> **REQUIRED ACTION**
Should a line in the entries below contain "feather", return that line.

> **PROVIDED DATA**
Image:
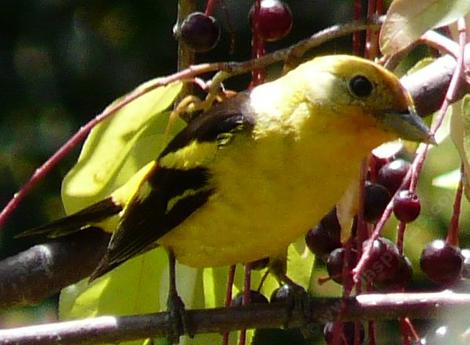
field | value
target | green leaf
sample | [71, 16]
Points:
[407, 20]
[449, 180]
[460, 134]
[120, 145]
[114, 151]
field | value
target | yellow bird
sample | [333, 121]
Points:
[253, 173]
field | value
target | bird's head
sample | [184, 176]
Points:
[363, 96]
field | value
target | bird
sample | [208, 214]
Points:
[253, 173]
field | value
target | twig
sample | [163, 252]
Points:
[427, 86]
[107, 329]
[233, 68]
[421, 153]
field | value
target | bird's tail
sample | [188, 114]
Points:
[80, 220]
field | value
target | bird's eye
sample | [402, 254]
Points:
[361, 86]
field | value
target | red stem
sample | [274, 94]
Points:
[228, 297]
[453, 231]
[421, 153]
[371, 35]
[357, 35]
[246, 299]
[257, 47]
[78, 137]
[401, 236]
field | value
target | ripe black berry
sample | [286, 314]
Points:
[384, 262]
[282, 294]
[274, 20]
[200, 32]
[376, 198]
[391, 175]
[335, 263]
[348, 333]
[256, 297]
[441, 262]
[406, 206]
[325, 237]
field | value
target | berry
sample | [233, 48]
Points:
[348, 333]
[200, 32]
[406, 206]
[441, 262]
[400, 279]
[282, 294]
[335, 263]
[439, 336]
[256, 297]
[325, 237]
[376, 198]
[384, 262]
[466, 263]
[391, 175]
[274, 20]
[259, 264]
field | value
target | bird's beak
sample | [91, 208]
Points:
[407, 125]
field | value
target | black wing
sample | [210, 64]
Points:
[171, 195]
[77, 221]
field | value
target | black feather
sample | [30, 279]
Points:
[77, 221]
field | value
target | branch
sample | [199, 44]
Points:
[26, 278]
[108, 329]
[43, 270]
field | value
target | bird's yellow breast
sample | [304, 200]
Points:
[270, 190]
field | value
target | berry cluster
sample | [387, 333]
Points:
[387, 268]
[201, 31]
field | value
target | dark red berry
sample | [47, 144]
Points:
[400, 279]
[325, 237]
[335, 263]
[441, 262]
[406, 206]
[384, 261]
[439, 336]
[259, 264]
[391, 175]
[376, 198]
[347, 338]
[255, 297]
[466, 263]
[283, 294]
[274, 20]
[200, 32]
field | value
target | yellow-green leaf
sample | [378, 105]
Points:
[449, 180]
[120, 145]
[407, 20]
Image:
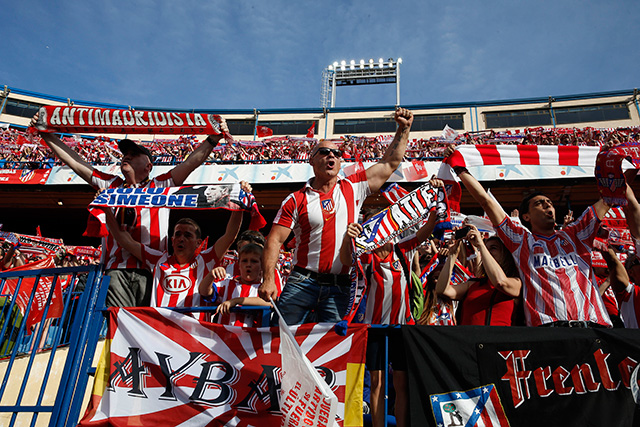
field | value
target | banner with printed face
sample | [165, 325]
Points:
[516, 376]
[227, 196]
[161, 367]
[24, 176]
[101, 120]
[222, 196]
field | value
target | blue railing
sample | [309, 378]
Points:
[37, 318]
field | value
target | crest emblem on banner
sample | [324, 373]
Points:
[26, 175]
[479, 406]
[327, 205]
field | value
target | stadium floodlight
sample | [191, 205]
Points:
[352, 75]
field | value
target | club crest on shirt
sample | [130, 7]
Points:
[327, 205]
[176, 283]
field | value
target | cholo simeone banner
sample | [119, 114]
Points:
[227, 196]
[102, 120]
[160, 367]
[517, 376]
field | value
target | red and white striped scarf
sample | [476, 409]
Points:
[544, 155]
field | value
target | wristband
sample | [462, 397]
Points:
[210, 141]
[459, 169]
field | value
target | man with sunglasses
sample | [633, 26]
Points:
[319, 214]
[131, 282]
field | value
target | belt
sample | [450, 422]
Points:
[325, 279]
[573, 324]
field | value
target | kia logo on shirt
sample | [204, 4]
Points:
[176, 283]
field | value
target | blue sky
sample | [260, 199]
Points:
[270, 54]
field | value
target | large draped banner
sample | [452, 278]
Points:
[516, 376]
[160, 367]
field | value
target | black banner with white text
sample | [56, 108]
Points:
[512, 376]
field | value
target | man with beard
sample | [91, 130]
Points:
[319, 214]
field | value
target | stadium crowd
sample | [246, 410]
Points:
[23, 151]
[459, 277]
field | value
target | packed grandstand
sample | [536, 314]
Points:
[584, 123]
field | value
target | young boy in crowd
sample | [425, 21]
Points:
[240, 289]
[176, 277]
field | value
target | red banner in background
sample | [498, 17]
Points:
[24, 176]
[42, 292]
[102, 120]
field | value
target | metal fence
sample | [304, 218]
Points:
[49, 323]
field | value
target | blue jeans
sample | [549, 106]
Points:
[303, 296]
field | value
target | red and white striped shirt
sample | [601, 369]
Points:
[388, 288]
[232, 287]
[151, 226]
[175, 285]
[629, 301]
[556, 272]
[319, 221]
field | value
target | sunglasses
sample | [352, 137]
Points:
[324, 151]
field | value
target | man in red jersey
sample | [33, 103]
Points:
[130, 283]
[559, 288]
[319, 214]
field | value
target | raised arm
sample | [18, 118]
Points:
[197, 157]
[379, 173]
[618, 276]
[225, 241]
[443, 285]
[632, 210]
[511, 286]
[491, 207]
[68, 156]
[123, 238]
[275, 240]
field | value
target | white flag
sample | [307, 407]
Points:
[449, 134]
[305, 400]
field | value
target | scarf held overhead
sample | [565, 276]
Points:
[609, 174]
[544, 155]
[102, 120]
[408, 211]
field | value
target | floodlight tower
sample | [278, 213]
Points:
[362, 73]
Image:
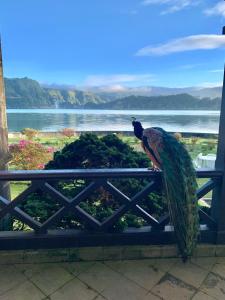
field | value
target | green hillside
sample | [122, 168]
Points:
[28, 93]
[173, 102]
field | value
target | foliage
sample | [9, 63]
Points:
[68, 132]
[29, 155]
[30, 133]
[89, 151]
[178, 136]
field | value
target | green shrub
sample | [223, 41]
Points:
[89, 151]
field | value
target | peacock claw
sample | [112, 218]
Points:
[154, 169]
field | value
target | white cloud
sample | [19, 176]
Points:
[217, 71]
[189, 43]
[172, 5]
[210, 84]
[117, 79]
[217, 10]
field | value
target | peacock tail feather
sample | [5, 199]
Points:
[179, 179]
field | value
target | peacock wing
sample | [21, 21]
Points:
[153, 142]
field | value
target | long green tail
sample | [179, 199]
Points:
[180, 185]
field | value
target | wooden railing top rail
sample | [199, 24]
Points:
[95, 173]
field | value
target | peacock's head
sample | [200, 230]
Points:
[138, 129]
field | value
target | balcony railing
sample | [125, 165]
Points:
[94, 232]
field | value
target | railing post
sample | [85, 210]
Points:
[218, 200]
[5, 224]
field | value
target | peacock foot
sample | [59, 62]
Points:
[154, 169]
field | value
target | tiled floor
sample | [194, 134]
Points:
[199, 279]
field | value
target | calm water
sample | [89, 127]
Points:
[112, 120]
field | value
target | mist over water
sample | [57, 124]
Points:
[112, 120]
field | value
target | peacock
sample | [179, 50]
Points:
[168, 154]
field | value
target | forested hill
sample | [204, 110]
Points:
[173, 102]
[28, 93]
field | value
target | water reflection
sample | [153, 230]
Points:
[54, 120]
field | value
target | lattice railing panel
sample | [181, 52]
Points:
[104, 181]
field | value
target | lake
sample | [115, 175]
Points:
[112, 120]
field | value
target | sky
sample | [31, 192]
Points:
[114, 43]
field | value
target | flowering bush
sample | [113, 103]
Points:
[30, 133]
[29, 155]
[68, 132]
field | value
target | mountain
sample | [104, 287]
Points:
[113, 93]
[28, 93]
[173, 102]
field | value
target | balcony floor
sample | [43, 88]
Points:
[200, 279]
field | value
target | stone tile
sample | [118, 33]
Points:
[202, 296]
[48, 277]
[91, 253]
[73, 254]
[214, 286]
[150, 296]
[99, 297]
[77, 267]
[11, 257]
[151, 251]
[142, 272]
[112, 253]
[220, 250]
[205, 250]
[46, 255]
[111, 284]
[170, 251]
[24, 291]
[132, 252]
[204, 262]
[164, 264]
[189, 273]
[219, 269]
[170, 288]
[74, 290]
[10, 277]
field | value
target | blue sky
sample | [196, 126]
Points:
[114, 43]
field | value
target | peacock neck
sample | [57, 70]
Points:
[139, 132]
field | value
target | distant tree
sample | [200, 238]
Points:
[68, 132]
[29, 155]
[30, 133]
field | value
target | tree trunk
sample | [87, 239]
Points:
[5, 223]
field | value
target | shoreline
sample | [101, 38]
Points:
[126, 133]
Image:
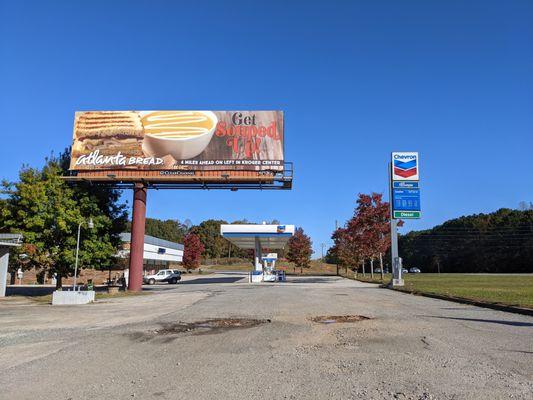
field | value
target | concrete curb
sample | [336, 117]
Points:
[499, 307]
[494, 306]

> **REPLY**
target | black feather
target | peacock tail feather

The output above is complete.